■ Exercise
Write out the records that follow exactly. Do not include pictures.
━━━ Data records
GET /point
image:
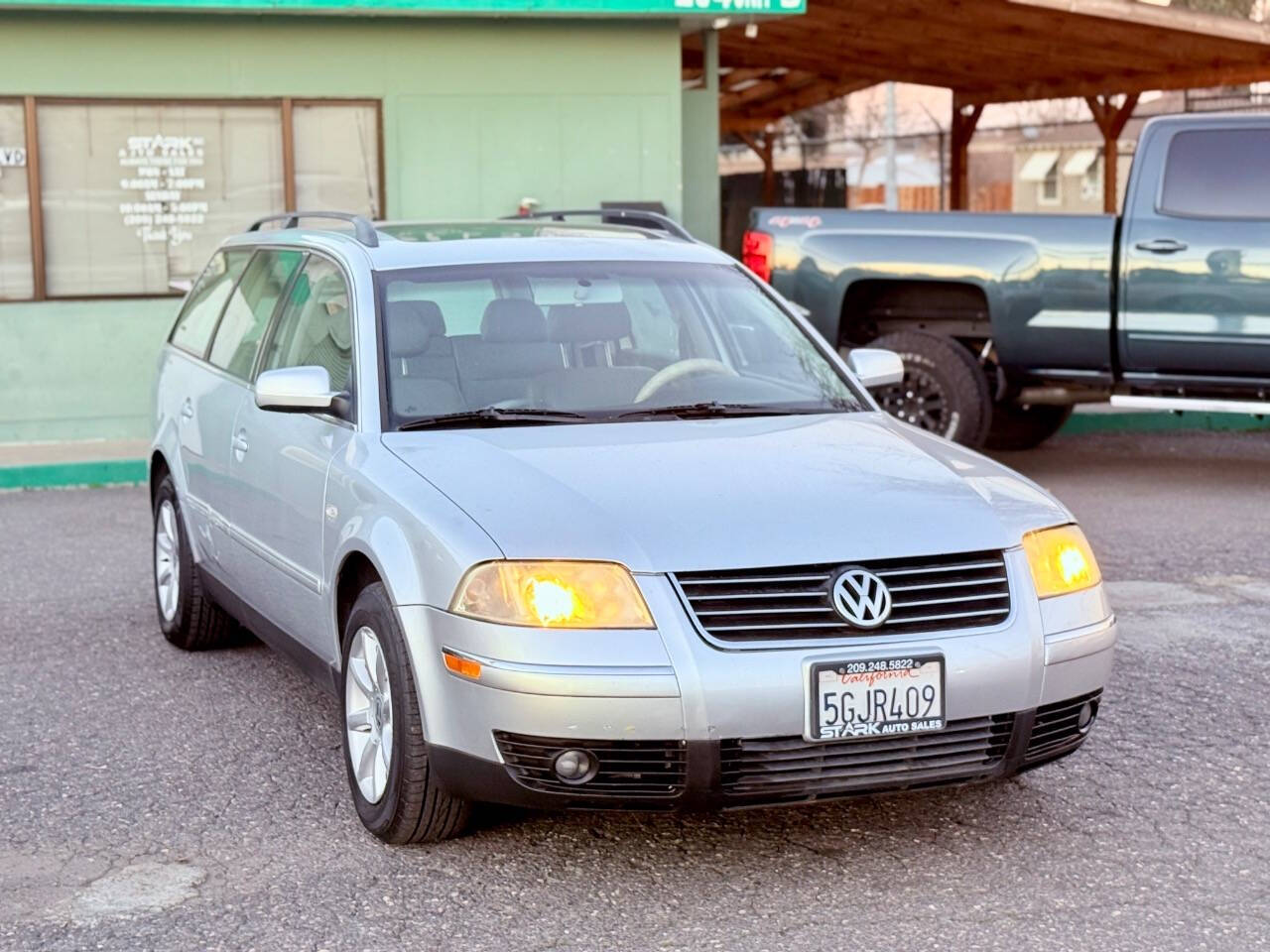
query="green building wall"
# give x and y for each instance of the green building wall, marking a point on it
(477, 114)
━━━━━━
■ Solution
GET /point
image:
query="green building wall"
# give x and y for each instance of the green building wall, marking a point on it
(477, 114)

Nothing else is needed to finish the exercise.